# DATA SHOWN:
_ _ _ _ _ _ _
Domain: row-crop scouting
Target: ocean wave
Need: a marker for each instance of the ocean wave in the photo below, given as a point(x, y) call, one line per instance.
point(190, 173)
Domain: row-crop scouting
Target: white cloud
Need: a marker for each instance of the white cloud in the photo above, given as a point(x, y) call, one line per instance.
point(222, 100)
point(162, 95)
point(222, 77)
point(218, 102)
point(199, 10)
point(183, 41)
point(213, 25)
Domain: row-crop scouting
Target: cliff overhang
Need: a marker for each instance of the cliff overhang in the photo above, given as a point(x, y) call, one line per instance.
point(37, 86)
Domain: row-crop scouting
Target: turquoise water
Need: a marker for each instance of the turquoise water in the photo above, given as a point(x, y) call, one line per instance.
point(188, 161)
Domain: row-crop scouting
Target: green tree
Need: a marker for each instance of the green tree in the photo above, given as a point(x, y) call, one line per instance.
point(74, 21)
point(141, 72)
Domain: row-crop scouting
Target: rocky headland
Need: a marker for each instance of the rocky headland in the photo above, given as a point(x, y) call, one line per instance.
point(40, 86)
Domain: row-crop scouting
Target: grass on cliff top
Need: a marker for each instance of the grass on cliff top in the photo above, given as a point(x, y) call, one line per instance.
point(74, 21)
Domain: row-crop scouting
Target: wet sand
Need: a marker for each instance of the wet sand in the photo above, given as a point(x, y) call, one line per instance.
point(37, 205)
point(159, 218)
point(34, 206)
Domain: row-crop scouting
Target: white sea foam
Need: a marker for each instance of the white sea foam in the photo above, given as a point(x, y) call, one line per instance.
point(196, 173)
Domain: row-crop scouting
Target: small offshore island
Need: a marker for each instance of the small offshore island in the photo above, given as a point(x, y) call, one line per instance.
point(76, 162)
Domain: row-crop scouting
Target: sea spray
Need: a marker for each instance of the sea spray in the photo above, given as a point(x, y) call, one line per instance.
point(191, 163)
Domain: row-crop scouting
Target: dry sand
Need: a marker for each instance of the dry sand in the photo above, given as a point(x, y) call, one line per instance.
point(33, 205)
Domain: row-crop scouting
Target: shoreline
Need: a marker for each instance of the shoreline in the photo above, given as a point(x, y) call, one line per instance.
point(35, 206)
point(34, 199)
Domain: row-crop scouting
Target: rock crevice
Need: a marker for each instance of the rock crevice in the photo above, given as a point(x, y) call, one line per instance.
_ _ _ _ _ _ _
# INSTRUCTIONS TO FOLLOW:
Copy out every line of the listing that contains the string "crevice".

# TASK OUTPUT:
Target: rock crevice
Need: a marker for each instance of the rock crevice in the photo above, given as a point(x, y) call, one line per instance.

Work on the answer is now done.